Please gather every line of the listing below that contains the word "wooden".

(Bounding-box records)
╭──

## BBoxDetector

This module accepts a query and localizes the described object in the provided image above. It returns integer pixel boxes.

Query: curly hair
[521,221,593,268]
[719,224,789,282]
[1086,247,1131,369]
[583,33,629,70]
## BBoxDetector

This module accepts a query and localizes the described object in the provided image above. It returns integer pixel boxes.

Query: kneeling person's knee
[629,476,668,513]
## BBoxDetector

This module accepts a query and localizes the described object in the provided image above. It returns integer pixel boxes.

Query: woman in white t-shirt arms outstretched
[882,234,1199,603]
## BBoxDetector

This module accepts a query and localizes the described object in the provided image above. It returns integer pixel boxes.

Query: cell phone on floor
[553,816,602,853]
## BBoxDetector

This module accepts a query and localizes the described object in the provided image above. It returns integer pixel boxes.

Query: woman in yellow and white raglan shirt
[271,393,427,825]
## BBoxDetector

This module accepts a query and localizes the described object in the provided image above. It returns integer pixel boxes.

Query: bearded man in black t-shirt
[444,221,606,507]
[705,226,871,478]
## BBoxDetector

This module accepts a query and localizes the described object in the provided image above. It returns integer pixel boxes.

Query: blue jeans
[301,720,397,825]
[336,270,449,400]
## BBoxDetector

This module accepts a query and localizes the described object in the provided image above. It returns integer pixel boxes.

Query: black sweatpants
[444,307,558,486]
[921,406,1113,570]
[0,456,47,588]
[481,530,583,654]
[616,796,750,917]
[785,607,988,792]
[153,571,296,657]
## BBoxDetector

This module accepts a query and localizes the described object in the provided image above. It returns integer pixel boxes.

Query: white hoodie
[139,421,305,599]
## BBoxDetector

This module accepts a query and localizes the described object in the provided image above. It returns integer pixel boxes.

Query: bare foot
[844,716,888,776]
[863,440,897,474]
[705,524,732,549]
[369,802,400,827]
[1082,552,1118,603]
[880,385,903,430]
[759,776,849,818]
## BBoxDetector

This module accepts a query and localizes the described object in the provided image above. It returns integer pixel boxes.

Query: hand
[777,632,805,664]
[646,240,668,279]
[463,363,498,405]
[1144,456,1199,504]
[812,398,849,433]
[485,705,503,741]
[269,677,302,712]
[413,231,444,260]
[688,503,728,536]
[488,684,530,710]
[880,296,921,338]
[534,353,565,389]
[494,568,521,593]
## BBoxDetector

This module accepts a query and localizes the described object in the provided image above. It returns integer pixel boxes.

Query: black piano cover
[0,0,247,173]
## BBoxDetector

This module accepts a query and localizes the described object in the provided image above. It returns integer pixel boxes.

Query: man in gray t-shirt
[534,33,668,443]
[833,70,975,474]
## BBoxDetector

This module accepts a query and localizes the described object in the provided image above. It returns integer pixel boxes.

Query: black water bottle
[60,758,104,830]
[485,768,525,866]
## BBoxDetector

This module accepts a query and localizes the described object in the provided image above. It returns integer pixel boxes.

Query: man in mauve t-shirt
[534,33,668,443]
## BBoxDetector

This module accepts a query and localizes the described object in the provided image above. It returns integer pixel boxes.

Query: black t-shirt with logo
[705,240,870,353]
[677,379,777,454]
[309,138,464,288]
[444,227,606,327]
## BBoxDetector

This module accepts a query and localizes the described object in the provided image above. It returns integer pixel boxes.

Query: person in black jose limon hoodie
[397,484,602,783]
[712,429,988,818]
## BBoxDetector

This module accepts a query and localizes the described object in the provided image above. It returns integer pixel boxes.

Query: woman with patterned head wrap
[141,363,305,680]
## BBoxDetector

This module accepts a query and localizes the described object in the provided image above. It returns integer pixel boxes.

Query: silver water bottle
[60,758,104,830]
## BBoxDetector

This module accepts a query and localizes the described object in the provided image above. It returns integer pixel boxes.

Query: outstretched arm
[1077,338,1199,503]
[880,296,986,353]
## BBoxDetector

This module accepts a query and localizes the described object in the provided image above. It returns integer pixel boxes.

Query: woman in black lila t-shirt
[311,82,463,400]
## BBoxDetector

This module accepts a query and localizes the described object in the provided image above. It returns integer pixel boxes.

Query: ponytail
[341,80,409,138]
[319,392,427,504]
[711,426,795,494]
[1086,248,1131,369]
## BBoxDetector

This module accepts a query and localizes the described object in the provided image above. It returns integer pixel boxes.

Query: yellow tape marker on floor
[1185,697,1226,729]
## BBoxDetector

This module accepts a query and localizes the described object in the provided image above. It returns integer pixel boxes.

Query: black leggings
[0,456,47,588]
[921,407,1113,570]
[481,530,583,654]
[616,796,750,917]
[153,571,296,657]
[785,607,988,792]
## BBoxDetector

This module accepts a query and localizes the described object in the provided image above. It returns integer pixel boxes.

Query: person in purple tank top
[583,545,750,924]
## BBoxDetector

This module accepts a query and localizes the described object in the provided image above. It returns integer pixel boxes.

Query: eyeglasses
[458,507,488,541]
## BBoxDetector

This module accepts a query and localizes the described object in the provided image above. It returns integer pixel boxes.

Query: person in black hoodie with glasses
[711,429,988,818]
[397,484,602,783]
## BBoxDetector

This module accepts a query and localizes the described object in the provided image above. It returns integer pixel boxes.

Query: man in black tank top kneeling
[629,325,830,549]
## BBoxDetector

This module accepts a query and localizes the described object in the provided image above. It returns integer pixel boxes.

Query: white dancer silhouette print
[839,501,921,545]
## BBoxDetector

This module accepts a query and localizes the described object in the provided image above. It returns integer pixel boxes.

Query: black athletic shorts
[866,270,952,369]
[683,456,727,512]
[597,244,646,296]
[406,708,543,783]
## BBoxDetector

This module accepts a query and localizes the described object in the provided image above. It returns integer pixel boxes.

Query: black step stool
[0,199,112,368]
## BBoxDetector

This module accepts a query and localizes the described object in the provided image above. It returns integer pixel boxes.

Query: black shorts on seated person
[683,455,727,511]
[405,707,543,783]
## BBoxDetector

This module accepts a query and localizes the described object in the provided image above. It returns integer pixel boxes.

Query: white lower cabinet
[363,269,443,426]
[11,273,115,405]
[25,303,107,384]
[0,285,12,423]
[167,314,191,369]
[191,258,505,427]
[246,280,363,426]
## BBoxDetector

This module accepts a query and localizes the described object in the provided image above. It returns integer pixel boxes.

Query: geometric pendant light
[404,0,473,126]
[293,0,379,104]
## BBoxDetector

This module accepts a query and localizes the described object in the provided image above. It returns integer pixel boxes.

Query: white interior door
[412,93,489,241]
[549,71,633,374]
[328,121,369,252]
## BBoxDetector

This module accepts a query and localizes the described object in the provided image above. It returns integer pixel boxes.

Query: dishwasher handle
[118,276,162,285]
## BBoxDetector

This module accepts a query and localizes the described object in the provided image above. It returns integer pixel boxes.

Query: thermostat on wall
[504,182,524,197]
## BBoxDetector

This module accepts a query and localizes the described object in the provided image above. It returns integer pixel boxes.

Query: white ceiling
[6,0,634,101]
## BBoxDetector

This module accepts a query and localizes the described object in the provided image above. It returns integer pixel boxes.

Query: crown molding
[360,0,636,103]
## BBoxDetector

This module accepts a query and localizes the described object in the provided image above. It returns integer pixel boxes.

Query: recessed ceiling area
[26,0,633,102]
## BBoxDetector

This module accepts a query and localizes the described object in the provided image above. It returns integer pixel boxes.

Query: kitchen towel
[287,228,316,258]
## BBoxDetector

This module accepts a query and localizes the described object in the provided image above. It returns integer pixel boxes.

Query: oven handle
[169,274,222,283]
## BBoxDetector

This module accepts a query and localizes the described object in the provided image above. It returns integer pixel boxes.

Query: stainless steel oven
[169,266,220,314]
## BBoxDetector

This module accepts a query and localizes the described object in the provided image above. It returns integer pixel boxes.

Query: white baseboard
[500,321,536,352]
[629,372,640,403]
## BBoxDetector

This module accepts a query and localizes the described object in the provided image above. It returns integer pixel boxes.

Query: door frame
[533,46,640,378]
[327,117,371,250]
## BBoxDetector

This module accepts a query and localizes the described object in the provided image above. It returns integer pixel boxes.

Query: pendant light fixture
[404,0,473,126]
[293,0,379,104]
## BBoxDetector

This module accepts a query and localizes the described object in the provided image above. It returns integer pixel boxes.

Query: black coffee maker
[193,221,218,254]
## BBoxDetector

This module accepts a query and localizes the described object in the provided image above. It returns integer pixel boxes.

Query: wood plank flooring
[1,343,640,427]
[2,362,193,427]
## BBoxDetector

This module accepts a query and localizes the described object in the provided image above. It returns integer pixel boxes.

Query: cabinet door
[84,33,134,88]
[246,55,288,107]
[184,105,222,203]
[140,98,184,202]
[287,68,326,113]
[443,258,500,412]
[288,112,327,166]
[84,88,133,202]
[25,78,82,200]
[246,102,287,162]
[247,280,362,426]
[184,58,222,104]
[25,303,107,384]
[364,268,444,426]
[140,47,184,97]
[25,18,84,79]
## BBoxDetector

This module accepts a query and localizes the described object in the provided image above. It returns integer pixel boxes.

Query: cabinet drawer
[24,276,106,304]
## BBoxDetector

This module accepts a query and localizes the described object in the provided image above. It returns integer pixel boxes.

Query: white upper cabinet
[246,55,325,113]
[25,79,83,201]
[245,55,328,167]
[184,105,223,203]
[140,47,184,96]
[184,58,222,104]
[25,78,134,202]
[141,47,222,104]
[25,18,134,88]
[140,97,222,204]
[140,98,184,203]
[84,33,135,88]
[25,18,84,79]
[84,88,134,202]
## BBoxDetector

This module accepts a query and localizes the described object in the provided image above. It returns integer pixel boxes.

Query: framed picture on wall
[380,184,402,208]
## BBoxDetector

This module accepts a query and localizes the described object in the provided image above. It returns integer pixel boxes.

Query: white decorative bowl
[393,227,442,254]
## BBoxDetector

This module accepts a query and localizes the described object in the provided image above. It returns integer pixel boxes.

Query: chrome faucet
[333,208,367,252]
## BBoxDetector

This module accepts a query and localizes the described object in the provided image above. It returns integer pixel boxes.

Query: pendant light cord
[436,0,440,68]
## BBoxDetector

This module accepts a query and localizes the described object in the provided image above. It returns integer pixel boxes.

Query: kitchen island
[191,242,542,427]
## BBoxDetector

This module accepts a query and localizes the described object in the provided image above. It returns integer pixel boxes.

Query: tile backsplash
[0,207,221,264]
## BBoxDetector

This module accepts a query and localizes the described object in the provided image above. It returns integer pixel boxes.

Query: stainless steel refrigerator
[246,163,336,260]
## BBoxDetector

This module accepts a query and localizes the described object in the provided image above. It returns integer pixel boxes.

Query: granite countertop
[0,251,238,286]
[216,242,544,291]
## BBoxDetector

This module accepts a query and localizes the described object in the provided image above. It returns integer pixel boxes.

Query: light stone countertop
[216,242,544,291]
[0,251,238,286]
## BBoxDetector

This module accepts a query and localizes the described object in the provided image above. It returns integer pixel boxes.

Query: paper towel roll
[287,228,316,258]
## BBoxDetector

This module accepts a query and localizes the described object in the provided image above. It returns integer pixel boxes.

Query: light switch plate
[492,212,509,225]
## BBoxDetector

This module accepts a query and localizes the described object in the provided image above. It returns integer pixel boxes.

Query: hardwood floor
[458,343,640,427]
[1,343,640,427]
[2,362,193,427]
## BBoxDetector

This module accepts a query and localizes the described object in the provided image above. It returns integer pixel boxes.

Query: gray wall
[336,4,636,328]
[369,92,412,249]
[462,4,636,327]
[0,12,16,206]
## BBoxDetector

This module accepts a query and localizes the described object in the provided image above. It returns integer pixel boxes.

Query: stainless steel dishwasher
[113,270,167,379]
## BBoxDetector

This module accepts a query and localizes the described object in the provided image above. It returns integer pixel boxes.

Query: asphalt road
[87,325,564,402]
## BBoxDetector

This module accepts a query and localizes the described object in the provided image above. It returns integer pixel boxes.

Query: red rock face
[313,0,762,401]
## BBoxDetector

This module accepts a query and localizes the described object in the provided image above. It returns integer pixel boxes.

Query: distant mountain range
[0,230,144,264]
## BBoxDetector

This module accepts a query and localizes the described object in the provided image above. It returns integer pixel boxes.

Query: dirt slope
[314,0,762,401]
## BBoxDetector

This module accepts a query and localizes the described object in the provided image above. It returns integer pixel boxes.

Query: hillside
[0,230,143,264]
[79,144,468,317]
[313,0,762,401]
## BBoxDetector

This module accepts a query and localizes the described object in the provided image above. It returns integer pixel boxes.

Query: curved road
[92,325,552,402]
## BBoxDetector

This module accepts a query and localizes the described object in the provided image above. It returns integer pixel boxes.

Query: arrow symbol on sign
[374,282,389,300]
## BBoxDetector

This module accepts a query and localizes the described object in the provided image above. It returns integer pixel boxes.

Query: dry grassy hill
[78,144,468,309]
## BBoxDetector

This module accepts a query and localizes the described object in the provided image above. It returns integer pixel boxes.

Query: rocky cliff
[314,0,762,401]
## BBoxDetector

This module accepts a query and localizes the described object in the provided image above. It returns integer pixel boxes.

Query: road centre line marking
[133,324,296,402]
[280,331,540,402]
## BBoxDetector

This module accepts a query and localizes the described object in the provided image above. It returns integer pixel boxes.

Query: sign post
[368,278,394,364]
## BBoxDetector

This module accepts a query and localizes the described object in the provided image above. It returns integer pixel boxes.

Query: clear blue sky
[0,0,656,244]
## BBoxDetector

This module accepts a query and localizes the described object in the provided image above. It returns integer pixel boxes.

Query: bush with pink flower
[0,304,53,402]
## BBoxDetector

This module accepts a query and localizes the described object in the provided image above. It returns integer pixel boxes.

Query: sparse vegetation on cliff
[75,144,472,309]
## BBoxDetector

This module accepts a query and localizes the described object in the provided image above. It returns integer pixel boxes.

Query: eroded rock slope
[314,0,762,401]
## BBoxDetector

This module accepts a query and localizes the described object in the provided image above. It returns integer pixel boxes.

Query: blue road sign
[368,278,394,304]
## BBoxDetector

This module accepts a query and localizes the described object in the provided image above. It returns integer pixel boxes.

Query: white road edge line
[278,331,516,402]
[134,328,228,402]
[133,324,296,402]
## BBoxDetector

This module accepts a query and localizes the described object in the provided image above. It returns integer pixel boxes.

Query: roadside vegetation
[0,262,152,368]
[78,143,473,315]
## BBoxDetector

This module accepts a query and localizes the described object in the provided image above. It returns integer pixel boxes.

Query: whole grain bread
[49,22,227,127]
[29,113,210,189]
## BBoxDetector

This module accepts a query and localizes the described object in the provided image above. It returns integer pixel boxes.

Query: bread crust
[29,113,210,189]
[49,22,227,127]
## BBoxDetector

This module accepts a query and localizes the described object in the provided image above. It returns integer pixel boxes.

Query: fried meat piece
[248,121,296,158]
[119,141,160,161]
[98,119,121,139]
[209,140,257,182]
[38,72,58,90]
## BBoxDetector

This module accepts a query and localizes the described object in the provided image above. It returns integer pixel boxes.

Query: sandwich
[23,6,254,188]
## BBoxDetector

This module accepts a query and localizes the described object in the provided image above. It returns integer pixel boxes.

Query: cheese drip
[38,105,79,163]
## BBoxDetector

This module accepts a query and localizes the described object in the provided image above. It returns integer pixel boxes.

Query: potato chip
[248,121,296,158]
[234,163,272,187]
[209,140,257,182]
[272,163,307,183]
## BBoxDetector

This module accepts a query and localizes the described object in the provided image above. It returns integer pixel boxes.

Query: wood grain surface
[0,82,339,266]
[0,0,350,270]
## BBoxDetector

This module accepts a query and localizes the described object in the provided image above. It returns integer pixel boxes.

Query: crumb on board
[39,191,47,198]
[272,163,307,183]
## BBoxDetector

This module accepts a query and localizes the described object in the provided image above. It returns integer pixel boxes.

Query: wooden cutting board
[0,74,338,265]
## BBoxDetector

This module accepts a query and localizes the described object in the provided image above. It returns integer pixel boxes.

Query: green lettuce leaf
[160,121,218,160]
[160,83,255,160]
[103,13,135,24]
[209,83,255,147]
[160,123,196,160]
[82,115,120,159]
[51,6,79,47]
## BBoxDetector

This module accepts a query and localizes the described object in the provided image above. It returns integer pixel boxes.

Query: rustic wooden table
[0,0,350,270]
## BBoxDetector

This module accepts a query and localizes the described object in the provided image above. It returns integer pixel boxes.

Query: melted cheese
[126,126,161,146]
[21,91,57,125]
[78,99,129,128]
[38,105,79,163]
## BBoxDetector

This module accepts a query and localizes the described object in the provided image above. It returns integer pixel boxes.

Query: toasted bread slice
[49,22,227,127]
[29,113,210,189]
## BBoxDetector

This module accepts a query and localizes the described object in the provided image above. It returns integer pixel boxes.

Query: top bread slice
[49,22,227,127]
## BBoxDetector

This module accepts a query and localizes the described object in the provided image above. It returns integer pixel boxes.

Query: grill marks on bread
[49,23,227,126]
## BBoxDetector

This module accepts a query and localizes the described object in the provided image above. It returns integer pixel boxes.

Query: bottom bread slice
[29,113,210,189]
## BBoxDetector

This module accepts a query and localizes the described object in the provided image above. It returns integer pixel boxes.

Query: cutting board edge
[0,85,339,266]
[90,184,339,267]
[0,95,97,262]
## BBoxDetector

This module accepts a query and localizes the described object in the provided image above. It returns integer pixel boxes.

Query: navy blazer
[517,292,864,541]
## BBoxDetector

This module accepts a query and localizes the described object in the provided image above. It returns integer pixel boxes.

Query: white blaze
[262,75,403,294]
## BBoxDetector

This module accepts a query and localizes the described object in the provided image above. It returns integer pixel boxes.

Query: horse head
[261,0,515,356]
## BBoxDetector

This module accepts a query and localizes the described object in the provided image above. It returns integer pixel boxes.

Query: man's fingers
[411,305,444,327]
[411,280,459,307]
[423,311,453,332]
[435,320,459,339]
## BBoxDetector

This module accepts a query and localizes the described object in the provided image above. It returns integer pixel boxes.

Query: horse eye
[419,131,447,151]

╰──

> _THE RESPONSE_
Query: wooden cutting board
Query: rustic wooden table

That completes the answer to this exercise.